(Position annotation records)
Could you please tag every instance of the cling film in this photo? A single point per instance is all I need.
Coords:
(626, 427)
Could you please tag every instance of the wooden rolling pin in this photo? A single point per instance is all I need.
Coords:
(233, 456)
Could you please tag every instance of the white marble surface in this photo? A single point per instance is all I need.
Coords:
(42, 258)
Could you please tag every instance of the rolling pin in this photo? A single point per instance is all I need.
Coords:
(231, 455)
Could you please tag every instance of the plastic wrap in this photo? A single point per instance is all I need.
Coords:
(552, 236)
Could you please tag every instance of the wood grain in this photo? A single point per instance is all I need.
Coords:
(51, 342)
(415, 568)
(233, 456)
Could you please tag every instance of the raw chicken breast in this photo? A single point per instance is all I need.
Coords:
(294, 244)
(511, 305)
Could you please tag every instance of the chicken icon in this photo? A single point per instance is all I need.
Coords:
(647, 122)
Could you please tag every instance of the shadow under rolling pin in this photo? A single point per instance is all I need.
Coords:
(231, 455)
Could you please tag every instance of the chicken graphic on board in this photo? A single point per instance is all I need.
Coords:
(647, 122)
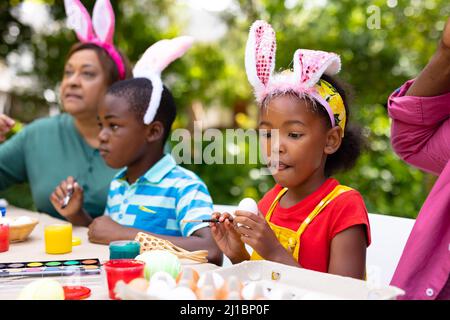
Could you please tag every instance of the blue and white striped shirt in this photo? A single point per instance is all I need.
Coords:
(159, 200)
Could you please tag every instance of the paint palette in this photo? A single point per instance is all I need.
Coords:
(51, 268)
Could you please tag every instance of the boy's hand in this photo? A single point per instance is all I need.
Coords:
(256, 232)
(75, 204)
(6, 124)
(227, 238)
(103, 230)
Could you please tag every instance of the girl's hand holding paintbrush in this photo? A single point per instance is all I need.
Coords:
(228, 239)
(68, 201)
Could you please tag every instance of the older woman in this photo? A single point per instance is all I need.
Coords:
(420, 111)
(49, 150)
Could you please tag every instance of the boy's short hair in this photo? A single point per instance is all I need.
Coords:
(137, 92)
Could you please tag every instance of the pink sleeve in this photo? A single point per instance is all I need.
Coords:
(420, 131)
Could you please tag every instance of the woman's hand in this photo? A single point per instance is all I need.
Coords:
(227, 238)
(434, 79)
(6, 124)
(65, 188)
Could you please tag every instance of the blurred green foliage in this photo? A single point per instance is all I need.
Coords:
(381, 43)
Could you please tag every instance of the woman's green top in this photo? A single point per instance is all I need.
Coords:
(45, 153)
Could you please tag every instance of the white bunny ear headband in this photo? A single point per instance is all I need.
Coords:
(309, 65)
(154, 60)
(98, 31)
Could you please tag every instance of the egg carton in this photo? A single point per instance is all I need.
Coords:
(279, 281)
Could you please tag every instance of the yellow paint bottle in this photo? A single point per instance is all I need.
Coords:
(58, 238)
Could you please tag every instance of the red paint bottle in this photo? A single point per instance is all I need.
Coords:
(4, 237)
(4, 232)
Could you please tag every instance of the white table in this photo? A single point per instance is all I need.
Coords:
(33, 249)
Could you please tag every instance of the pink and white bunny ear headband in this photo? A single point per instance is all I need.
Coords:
(98, 31)
(154, 60)
(309, 65)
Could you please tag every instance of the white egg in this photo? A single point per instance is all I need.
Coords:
(280, 294)
(181, 293)
(4, 220)
(158, 289)
(21, 220)
(211, 279)
(248, 204)
(163, 276)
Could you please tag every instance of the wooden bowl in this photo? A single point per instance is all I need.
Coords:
(21, 232)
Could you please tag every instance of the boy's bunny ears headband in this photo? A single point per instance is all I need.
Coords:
(98, 31)
(154, 60)
(305, 80)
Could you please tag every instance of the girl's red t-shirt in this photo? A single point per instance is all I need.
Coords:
(345, 211)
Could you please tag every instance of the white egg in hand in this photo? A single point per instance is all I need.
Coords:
(249, 205)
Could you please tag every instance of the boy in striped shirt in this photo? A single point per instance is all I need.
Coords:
(152, 193)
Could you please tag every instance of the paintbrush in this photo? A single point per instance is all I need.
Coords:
(201, 220)
(68, 197)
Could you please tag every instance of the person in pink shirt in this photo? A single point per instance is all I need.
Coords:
(420, 135)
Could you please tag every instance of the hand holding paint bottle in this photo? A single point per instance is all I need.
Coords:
(67, 198)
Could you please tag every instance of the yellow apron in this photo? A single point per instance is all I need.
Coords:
(288, 238)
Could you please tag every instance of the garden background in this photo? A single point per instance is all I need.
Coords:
(381, 43)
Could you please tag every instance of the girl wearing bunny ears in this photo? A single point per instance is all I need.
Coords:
(49, 150)
(308, 219)
(152, 193)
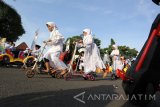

* **Problem to solve**
Could you write out again the lines from the one holding "Could you please tag every instance of the garden" through the end of the records, inclusive, with the requests included but the pictures left out? Multiply every point coordinate in the answers by 0.55 and round each to a whole number, rounding halves up.

* **Result**
Could you please tag every instance of the garden background in this photo? A single point per instance is all I need.
Coords:
(210, 24)
Could you please tag every instance of the girl wearing bunny ears in this photo? A single point per instance is all I need.
Coords:
(27, 83)
(169, 120)
(84, 106)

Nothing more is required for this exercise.